Texte fourni:
►
Des vers pour l'appartement

Giulia Bernardi  • 03.05.2018

Chaque année, plus de 500’000 tonnes de déchets biogènes atterrissent dans les ordures ménagères dans toute la Suisse. Environ un tiers pourrait être composté à peu de frais. Voilà la vision de WormUp: cette start-up zurichoise a développé un système de compostage pour chez soi, dans lequel des vers décomposent les déchets bio.

Les fondateurs Dennis Froesch et Nikolai Räber ont été inspirés par le film documentaire «No Impact Man» (2009), qu’ils avaient vu en 2013 dans le cadre d’une semaine de projet à la HSG. Le film montre le New-yorkais Colin Beavan s’efforcer pendant toute une année de ne générer aucun déchet et de ne pas consommer d’énergie. Ainsi, il renonce à la voiture, à l’ascenseur et au coca-cola en canette, et composte ses déchets bio à l’aide de vers de terre.

Nikolai et Dennis en ont convenu: il est sans doute difficile de vivre tout à fait comme Colin Beavan,  mais il devrait être possible dans chaque ménage de composter ses propres déchets bio au lieu de les jeter aux ordures. C’est à ce moment-là qu’est née WormUp. Conjointement avec le dessinateur industriel Luiz Schumacher et l’ingénieur en environnement Erich Fässler – qui avait déjà testé le composteur à vers sur son balcon –, les deux garçons ont ébauché le produit ‹WormUp HOME›. Un système de recyclage complet en argile cuite, composé de trois étages, d’un élément de fond et d’un couvercle. Grâce à son format économisant de la place (hauteur: 35 cm, diamètre: 40 cm), il convient en particulier pour les appartements urbains.
◄
Exercice court A:
Recopiez le passage de l'article sur WormUp qui commence par « Des vers pour » et se termine par « vers de terre. ».
Exercice court B:
Pour chacune des affirmations suivantes, indiquez si elle est conforme à l'article sur WormUp, puis citez les mots de l'article qui le montrent : (i) WormUp est une start-up zurichoise ; (ii) les fondateurs ont vu le film « No Impact Man » en 2009 ; (iii) le système ‹WormUp HOME› mesure 40 cm de haut.
Exercice court C:
Relevez toutes les personnes nommées dans l'article sur WormUp.
Appuyez-vous uniquement sur l'article sur WormUp.

Données extraites:
►
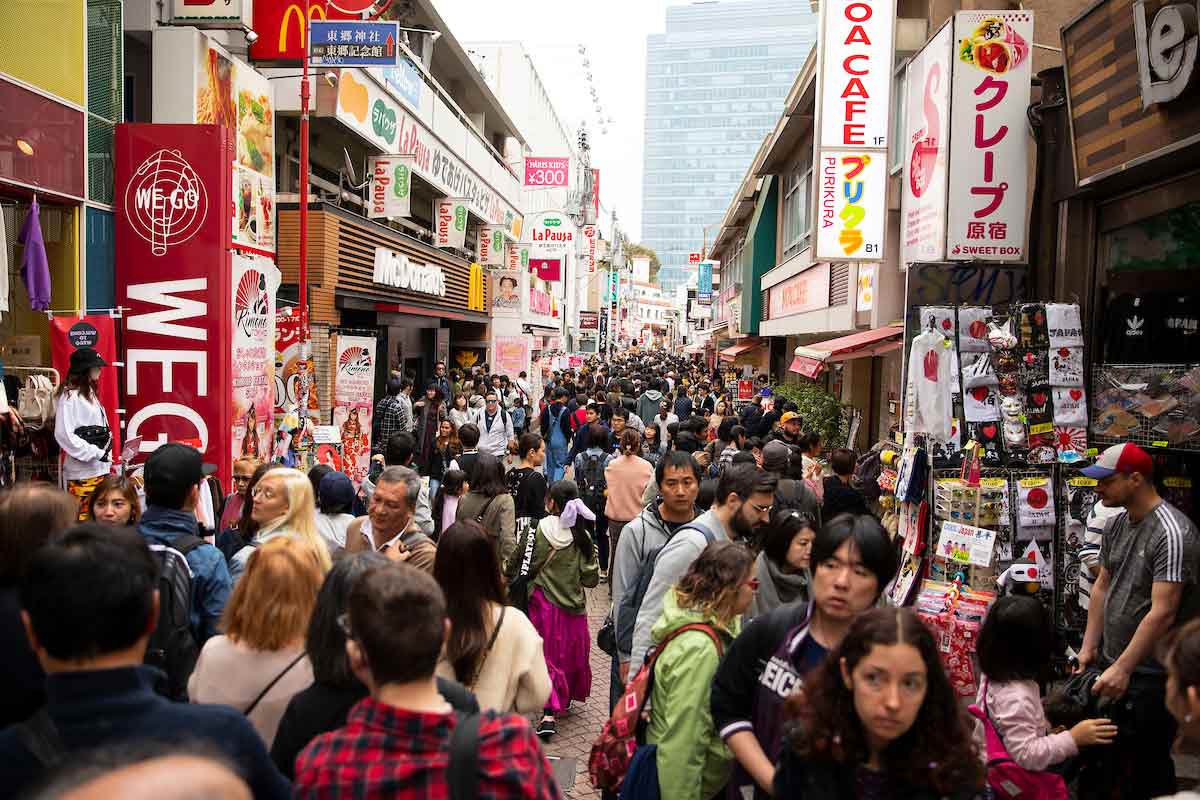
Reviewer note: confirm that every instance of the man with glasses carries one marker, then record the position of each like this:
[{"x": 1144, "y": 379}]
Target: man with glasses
[
  {"x": 744, "y": 499},
  {"x": 495, "y": 426}
]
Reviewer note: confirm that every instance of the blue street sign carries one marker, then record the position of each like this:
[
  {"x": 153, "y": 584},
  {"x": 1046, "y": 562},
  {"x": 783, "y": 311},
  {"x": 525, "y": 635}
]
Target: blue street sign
[{"x": 353, "y": 43}]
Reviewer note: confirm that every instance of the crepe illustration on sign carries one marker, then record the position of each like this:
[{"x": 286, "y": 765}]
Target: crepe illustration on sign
[{"x": 994, "y": 47}]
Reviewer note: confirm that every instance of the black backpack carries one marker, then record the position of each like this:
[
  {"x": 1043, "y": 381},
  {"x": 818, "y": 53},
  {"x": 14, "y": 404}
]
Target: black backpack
[
  {"x": 631, "y": 601},
  {"x": 592, "y": 482},
  {"x": 173, "y": 647}
]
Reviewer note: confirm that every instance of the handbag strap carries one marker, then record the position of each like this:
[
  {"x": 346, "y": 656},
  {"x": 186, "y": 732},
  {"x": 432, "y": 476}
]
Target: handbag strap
[{"x": 271, "y": 685}]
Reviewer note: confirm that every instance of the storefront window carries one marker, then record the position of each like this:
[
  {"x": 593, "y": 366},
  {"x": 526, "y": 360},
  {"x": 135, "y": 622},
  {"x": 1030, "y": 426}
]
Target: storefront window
[{"x": 1165, "y": 241}]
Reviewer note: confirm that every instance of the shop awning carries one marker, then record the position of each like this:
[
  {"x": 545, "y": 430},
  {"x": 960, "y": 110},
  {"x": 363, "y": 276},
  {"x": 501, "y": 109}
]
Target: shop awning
[
  {"x": 811, "y": 359},
  {"x": 732, "y": 353}
]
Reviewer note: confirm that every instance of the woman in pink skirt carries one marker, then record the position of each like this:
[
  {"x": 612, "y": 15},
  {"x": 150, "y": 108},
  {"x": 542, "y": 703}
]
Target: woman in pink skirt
[{"x": 564, "y": 563}]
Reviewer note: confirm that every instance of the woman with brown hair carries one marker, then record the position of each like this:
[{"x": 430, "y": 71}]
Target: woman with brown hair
[
  {"x": 879, "y": 719},
  {"x": 115, "y": 501},
  {"x": 493, "y": 649},
  {"x": 30, "y": 516},
  {"x": 259, "y": 662},
  {"x": 693, "y": 761}
]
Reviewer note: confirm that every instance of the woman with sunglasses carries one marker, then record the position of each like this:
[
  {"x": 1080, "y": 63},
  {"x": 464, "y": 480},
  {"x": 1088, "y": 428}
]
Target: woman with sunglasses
[
  {"x": 784, "y": 567},
  {"x": 693, "y": 762}
]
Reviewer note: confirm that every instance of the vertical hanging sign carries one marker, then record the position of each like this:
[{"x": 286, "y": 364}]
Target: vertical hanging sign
[{"x": 853, "y": 90}]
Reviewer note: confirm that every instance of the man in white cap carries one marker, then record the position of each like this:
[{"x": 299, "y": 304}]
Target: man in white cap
[{"x": 1150, "y": 560}]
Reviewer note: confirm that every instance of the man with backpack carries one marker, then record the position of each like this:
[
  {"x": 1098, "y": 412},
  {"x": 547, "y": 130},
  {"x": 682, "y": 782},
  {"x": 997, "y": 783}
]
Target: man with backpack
[
  {"x": 743, "y": 504},
  {"x": 89, "y": 602},
  {"x": 677, "y": 477},
  {"x": 405, "y": 739},
  {"x": 191, "y": 596}
]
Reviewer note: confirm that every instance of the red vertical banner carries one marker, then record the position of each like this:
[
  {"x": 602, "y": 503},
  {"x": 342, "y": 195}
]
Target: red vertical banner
[
  {"x": 174, "y": 211},
  {"x": 97, "y": 331}
]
◄
Réponse complète A:
Des vers pour l'appartement

Giulia Bernardi  • 03.05.2018

Chaque année, plus de 500’000 tonnes de déchets biogènes atterrissent dans les ordures ménagères dans toute la Suisse. Environ un tiers pourrait être composté à peu de frais. Voilà la vision de WormUp: cette start-up zurichoise a développé un système de compostage pour chez soi, dans lequel des vers décomposent les déchets bio.

Les fondateurs Dennis Froesch et Nikolai Räber ont été inspirés par le film documentaire «No Impact Man» (2009), qu’ils avaient vu en 2013 dans le cadre d’une semaine de projet à la HSG. Le film montre le New-yorkais Colin Beavan s’efforcer pendant toute une année de ne générer aucun déchet et de ne pas consommer d’énergie. Ainsi, il renonce à la voiture, à l’ascenseur et au coca-cola en canette, et composte ses déchets bio à l’aide de vers de terre.

Réponse complète B:
(i) Oui : « cette start-up zurichoise a développé un système de compostage pour chez soi ».
(ii) Non : « qu’ils avaient vu en 2013 dans le cadre d’une semaine de projet à la HSG ».
(iii) Non : « hauteur: 35 cm, diamètre: 40 cm ».

Réponse complète C:
Giulia Bernardi, Dennis Froesch, Nikolai Räber, Colin Beavan, Luiz Schumacher, Erich Fässler